### GOAL:
Render the lines below as a JSON list of strings, one string per line, and omit any blank lines.

### INPUT FOR THIS TASK:
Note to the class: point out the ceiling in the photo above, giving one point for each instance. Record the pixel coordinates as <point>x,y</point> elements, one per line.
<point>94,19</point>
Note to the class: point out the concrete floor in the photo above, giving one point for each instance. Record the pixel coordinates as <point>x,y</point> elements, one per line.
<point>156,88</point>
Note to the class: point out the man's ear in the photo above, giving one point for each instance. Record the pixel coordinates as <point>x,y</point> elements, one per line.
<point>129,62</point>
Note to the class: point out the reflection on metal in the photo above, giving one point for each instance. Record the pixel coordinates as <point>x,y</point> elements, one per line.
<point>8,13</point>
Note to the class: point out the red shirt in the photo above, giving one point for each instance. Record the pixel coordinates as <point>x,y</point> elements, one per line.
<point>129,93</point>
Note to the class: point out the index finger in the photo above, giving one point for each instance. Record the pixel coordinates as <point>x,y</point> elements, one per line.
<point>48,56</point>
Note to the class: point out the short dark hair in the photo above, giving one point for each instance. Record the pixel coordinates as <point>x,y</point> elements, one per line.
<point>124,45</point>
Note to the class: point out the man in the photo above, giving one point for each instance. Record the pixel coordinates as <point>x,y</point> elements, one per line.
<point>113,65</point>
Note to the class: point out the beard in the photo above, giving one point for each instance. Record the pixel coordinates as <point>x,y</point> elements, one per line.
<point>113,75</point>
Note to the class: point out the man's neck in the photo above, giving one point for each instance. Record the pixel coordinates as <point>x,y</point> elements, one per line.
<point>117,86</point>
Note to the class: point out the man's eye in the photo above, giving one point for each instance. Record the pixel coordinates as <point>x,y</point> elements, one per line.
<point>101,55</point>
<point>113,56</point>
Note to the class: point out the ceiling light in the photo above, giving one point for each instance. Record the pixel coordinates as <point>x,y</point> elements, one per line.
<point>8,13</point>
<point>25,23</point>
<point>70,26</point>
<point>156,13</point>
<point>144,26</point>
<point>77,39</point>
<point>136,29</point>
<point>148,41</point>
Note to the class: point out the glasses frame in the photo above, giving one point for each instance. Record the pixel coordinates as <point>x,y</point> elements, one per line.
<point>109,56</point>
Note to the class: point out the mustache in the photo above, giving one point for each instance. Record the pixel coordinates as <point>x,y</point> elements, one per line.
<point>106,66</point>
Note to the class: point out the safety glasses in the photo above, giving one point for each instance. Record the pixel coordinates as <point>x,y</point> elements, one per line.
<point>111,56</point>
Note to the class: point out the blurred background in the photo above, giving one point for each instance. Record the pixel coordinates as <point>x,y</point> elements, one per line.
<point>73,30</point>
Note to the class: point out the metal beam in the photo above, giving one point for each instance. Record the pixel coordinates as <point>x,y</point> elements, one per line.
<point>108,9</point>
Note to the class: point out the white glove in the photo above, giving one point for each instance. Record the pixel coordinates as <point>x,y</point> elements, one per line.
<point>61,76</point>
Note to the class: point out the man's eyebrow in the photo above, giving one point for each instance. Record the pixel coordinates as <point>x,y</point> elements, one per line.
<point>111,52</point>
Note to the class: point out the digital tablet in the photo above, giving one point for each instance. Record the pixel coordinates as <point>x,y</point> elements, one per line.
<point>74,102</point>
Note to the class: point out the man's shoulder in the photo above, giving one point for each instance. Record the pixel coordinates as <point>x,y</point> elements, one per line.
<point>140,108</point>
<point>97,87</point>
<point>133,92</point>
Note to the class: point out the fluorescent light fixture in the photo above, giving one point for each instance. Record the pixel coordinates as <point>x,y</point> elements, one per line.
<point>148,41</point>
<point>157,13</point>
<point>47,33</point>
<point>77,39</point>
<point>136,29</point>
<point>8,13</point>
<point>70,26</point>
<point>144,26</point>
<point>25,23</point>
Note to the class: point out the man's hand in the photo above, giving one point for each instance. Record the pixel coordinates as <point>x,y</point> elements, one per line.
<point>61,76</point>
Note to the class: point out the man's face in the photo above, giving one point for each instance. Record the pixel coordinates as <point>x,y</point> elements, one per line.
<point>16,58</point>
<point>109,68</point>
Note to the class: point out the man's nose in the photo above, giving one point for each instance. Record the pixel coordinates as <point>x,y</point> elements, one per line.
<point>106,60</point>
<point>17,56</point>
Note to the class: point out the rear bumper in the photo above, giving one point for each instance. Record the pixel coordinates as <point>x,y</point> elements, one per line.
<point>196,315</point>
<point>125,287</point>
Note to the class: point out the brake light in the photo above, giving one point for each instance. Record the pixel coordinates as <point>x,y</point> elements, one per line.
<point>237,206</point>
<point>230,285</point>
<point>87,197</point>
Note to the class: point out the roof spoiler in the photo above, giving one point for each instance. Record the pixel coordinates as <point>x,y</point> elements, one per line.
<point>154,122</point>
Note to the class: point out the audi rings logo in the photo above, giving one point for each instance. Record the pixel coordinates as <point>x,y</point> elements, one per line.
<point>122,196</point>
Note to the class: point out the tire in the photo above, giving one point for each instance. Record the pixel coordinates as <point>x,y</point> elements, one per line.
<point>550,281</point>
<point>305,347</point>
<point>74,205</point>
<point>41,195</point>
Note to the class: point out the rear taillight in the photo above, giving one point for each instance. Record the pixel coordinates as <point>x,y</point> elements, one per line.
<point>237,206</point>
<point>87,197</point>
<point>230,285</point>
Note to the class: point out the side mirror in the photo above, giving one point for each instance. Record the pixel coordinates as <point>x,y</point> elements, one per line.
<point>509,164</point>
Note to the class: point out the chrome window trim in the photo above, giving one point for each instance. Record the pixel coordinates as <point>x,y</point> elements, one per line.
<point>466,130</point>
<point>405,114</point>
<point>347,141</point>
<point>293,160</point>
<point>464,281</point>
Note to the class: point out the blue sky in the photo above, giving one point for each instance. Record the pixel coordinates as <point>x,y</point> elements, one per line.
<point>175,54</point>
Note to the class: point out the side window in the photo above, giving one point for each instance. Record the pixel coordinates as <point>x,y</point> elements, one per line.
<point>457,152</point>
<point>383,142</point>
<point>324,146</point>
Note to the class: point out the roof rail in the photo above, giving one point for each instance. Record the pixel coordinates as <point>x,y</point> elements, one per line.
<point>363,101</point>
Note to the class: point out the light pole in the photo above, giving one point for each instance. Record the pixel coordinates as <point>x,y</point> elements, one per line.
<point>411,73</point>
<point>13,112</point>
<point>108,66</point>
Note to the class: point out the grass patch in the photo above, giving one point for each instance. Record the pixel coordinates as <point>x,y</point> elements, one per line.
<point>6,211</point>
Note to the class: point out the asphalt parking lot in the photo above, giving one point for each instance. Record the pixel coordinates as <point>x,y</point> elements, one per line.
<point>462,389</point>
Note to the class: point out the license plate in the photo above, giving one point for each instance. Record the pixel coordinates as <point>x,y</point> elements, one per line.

### OUTPUT FOR THIS TASK:
[
  "Note to the class: point out the ceiling in the photo above, giving one point for each instance. Record the pixel coordinates as <point>x,y</point> elements, one per line.",
  "<point>94,19</point>",
  "Note to the class: point out the concrete floor in the photo above, giving one point for each instance. Record the pixel coordinates as <point>x,y</point> elements, one per line.",
  "<point>156,88</point>",
  "Note to the class: point out the man's ear in the photo above, giving one point for each instance. Record the pixel coordinates as <point>x,y</point> elements, one per line.",
  "<point>129,62</point>",
  "Note to the class: point out the reflection on metal in the photo above, giving one point for each instance. Record the pixel coordinates as <point>x,y</point> elements, one per line.",
  "<point>8,13</point>",
  "Note to the class: point out the red shirt in the photo above, giving one point for each instance. Record the pixel coordinates as <point>x,y</point> elements, one per line.",
  "<point>129,93</point>",
  "Note to the class: point out the index finger in the photo above, giving one point for each instance. Record the pixel coordinates as <point>x,y</point> elements, one per line.",
  "<point>48,56</point>",
  "Note to the class: point out the short dark hair in the photo above, giving one point for each instance. Record the pixel coordinates as <point>x,y</point> elements, one per line.",
  "<point>124,45</point>",
  "Note to the class: point out the man in the photo above, giving one point for each instance. Record the pixel coordinates as <point>x,y</point> elements, one per line.",
  "<point>113,65</point>",
  "Note to the class: point out the beard in the photo above, giving one point for each instance. Record the pixel coordinates as <point>x,y</point> elements, one per line.",
  "<point>113,75</point>",
  "Note to the class: point out the man's neck in the photo above, giving one point for each instance. Record the pixel coordinates as <point>x,y</point> elements, one per line.",
  "<point>117,86</point>",
  "Note to the class: point out the man's eye in the photo above, giving one point for each instance. Record the pixel coordinates as <point>x,y</point> elements, one per line.",
  "<point>101,55</point>",
  "<point>113,56</point>",
  "Note to the class: point out the ceiling light in the photo above, giving one point for each instance. Record the pixel coordinates as <point>x,y</point> elements, one per line.",
  "<point>8,13</point>",
  "<point>25,23</point>",
  "<point>70,26</point>",
  "<point>156,13</point>",
  "<point>144,26</point>",
  "<point>77,39</point>",
  "<point>136,29</point>",
  "<point>148,41</point>",
  "Note to the class: point out the glasses frame in the photo above, giving one point for each instance. Record the pixel coordinates as <point>x,y</point> elements, one per line.",
  "<point>109,56</point>",
  "Note to the class: point out the mustache in the photo above, giving one point for each instance. Record the pixel coordinates as <point>x,y</point> elements, one per line.",
  "<point>106,66</point>",
  "Note to the class: point out the safety glasses in the photo above, giving one point for each instance. Record the pixel coordinates as <point>x,y</point> elements, one per line.",
  "<point>111,56</point>",
  "Note to the class: point out the blurred background in the photo above, giving one point for each instance. Record the pixel coordinates as <point>x,y</point> elements, one per line.",
  "<point>73,30</point>",
  "Note to the class: point out the metal beam in the photo above, giving one point for each instance. Record the pixel coordinates as <point>x,y</point> elements, one per line.",
  "<point>108,9</point>",
  "Note to the class: point out the white glove in the photo above, giving one point for each instance. Record the pixel coordinates as <point>x,y</point> elements, one per line.",
  "<point>61,76</point>",
  "Note to the class: point out the man's eyebrow in the photo above, giving one point for each instance. Record the pixel coordinates as <point>x,y</point> elements, one per line.",
  "<point>111,52</point>",
  "Note to the class: point out the digital tablet in the photo above, giving one point for each instance. Record the pixel coordinates as <point>x,y</point> elements, one per line.",
  "<point>74,102</point>",
  "Note to the class: point out the man's shoulder in the photo above, giving one point for each instance. Record the pixel coordinates as <point>x,y</point> elements, one per line.",
  "<point>140,108</point>",
  "<point>97,87</point>",
  "<point>133,92</point>",
  "Note to the class: point out the fluorescent light fixture in the photo above, giving one point for each instance. Record the pixel coordinates as <point>x,y</point> elements, one per line.",
  "<point>148,41</point>",
  "<point>157,13</point>",
  "<point>47,33</point>",
  "<point>77,39</point>",
  "<point>136,29</point>",
  "<point>8,13</point>",
  "<point>70,26</point>",
  "<point>144,26</point>",
  "<point>25,23</point>",
  "Note to the class: point out the man's hand in the photo above, giving one point for each instance. Record the pixel coordinates as <point>x,y</point> elements, one per line.",
  "<point>61,76</point>",
  "Note to the class: point out the man's face in the photo above, giving one point for each instance. Record the pixel coordinates as <point>x,y</point> elements, one per line.",
  "<point>16,58</point>",
  "<point>109,68</point>",
  "Note to the class: point out the man's nose in the photo above, giving one point for each instance. Record the pixel coordinates as <point>x,y</point> elements, one per line.",
  "<point>106,60</point>",
  "<point>17,56</point>",
  "Note to the class: point out the rear bumper in the photo above, giving one point for each instance. Record the pixel coordinates as <point>x,y</point> elements, one per line.",
  "<point>196,315</point>",
  "<point>125,287</point>",
  "Note to the class: point out the brake light in the photo above, giving one point for each instance. Record the pixel coordinates as <point>x,y</point> elements, one per line.",
  "<point>237,206</point>",
  "<point>230,285</point>",
  "<point>87,197</point>",
  "Note to the class: point out the roof spoiler in the photo above, giving one point for each instance. Record the pixel coordinates as <point>x,y</point> elements, one per line.",
  "<point>154,122</point>",
  "Note to the class: point out the audi rings logo in the photo above, giving one point for each instance. Record the pixel coordinates as <point>x,y</point> elements, one per line.",
  "<point>122,196</point>",
  "Note to the class: point out the tire in the photo above, giving one point for each instance. Record the pixel coordinates as <point>x,y</point> elements, one per line.",
  "<point>550,281</point>",
  "<point>305,347</point>",
  "<point>74,205</point>",
  "<point>41,195</point>",
  "Note to the class: point out the rear taillight in the photo above, giving one point for each instance. Record the pixel coordinates as <point>x,y</point> elements, one per line.",
  "<point>237,206</point>",
  "<point>87,197</point>",
  "<point>230,285</point>",
  "Note to the class: point out the side mirror in the photo above, giving one point for each instance. Record the pixel coordinates as <point>x,y</point> elements, one per line.",
  "<point>509,164</point>",
  "Note to the class: point out the chrome window trim in the photo above, giving one point for each instance. Record the pixel coordinates as <point>x,y</point> elements, one per line.",
  "<point>466,130</point>",
  "<point>405,114</point>",
  "<point>347,141</point>",
  "<point>293,160</point>",
  "<point>464,281</point>",
  "Note to the class: point out the blue sky in the photo above, giving one point for each instance. Record the pixel coordinates as <point>x,y</point> elements, one per line.",
  "<point>175,54</point>",
  "Note to the class: point out the side window in the photo above, giving one point for each instance. Record the pixel coordinates as <point>x,y</point> elements, one per line.",
  "<point>457,152</point>",
  "<point>383,142</point>",
  "<point>324,146</point>",
  "Note to the class: point out the roof rail in the photo above, giving one point for each instance. Record the pixel coordinates as <point>x,y</point> elements, one per line.",
  "<point>363,101</point>",
  "Note to the class: point out the light pole in the photo above, giving one point for each instance. Record the pixel coordinates as <point>x,y</point> elements, one per line.",
  "<point>411,73</point>",
  "<point>13,112</point>",
  "<point>108,66</point>",
  "Note to the class: point out the grass patch in the photo above, giving one point for each instance. Record the pixel coordinates as <point>x,y</point> elements, one per line.",
  "<point>6,211</point>",
  "Note to the class: point out the asphalt parking lot in the photo above, giving one point for each instance. Record the pixel coordinates as <point>x,y</point> elements, one per line.",
  "<point>462,389</point>",
  "Note to the class: point out the license plate in the photo above, giving one point for each instance. Record the pixel coordinates as <point>x,y</point> elements, one per line."
]